WHAT TO DO => Gather every line in the data below that contains the word "sconce".

INPUT RECORDS =>
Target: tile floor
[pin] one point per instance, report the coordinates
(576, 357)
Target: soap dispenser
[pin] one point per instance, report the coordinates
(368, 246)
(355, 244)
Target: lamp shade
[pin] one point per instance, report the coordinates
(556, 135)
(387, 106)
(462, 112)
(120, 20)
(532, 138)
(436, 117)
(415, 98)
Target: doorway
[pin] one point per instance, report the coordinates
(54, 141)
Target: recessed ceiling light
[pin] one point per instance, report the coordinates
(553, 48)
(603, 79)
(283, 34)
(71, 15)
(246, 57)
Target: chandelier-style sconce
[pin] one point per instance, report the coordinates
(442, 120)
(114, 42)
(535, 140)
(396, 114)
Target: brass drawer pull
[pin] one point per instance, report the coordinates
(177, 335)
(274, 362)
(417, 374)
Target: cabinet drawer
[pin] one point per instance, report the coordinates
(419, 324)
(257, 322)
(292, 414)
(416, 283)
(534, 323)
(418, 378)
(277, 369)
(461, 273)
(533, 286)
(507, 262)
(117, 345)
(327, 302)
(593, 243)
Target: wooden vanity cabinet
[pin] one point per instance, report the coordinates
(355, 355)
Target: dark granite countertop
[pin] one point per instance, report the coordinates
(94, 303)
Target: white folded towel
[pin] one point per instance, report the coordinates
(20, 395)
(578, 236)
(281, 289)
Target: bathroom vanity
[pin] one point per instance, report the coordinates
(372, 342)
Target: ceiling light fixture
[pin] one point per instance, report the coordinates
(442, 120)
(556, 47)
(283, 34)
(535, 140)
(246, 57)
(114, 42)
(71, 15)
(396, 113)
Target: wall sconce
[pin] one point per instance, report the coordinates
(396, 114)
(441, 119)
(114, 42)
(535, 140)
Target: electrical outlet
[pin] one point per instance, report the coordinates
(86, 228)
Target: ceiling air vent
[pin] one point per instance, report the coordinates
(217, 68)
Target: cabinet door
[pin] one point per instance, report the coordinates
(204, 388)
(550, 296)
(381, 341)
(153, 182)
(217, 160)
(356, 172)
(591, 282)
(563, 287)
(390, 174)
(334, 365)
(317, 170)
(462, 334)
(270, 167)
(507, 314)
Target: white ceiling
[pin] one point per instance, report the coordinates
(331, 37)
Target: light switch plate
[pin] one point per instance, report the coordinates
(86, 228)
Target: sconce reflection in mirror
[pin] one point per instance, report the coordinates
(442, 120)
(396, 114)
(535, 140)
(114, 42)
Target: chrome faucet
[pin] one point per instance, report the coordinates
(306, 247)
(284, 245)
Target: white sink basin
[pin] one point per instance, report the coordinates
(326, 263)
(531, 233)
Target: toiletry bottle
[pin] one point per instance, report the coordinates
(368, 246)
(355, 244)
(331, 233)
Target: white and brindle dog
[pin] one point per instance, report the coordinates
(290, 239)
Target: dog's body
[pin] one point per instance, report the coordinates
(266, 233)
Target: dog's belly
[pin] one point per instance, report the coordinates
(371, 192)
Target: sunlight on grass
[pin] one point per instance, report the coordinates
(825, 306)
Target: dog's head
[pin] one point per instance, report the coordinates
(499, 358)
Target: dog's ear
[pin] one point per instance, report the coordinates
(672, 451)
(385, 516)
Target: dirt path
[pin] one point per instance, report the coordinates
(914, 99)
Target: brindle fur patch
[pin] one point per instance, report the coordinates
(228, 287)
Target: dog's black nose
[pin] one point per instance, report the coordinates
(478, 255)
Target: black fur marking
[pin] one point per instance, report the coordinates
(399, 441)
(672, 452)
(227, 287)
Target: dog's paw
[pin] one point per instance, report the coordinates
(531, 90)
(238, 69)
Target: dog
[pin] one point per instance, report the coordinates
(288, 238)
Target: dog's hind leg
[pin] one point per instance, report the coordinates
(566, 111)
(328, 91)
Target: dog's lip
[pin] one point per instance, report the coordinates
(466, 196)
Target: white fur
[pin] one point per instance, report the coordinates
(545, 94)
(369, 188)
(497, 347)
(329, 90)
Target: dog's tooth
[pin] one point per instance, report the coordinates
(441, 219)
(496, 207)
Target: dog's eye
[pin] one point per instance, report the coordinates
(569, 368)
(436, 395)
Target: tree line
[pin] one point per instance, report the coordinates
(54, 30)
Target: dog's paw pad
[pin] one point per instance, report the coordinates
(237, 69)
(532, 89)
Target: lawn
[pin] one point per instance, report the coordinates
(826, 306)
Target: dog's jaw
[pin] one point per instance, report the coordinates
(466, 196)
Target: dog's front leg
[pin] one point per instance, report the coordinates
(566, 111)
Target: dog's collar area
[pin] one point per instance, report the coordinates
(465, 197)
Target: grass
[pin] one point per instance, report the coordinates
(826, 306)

--

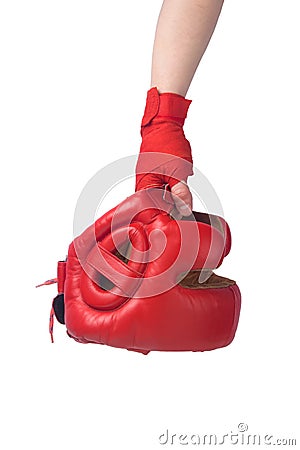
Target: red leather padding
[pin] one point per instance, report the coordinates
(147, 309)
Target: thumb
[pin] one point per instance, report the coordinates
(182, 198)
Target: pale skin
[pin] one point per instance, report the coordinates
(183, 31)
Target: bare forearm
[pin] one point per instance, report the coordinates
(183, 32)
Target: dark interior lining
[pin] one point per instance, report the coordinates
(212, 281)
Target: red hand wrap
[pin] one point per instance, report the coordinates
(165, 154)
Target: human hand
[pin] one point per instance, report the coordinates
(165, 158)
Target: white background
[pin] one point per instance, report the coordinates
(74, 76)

RESPONSE FOR THIS EXERCISE =>
Target: chandelier-style sconce
Target: wall sconce
Target: sconce reflection in mirror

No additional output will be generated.